### Brief
Rewrite the records below, changing every "UI screenshot" to "photo" and keeping everything else the same. Leave the pictures out.
— start Listed entries —
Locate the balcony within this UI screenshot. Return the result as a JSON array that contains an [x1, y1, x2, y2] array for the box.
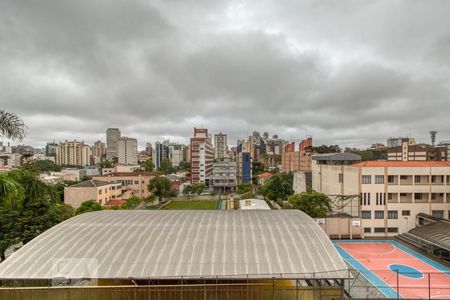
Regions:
[[399, 193, 413, 203]]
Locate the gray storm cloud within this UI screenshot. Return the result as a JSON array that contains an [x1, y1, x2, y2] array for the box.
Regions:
[[0, 0, 450, 146]]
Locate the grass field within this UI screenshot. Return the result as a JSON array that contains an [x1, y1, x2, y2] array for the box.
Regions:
[[164, 200, 217, 209]]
— end Listed entries —
### Final result
Locate the balcony within this photo. Return the result as a JSON array that contains an [x1, y1, x2, y2] array for the box.
Regions:
[[399, 193, 413, 203]]
Locate the gray storm cloud within this photo. Return the result as a JSON array that contains an [x1, y1, x2, y2] array for the box.
Regions:
[[0, 0, 450, 146]]
Locate the grass field within this photo. Return the result as a JSON array that contains an [x1, y1, x2, y2] array for the box.
Regions:
[[164, 200, 217, 209]]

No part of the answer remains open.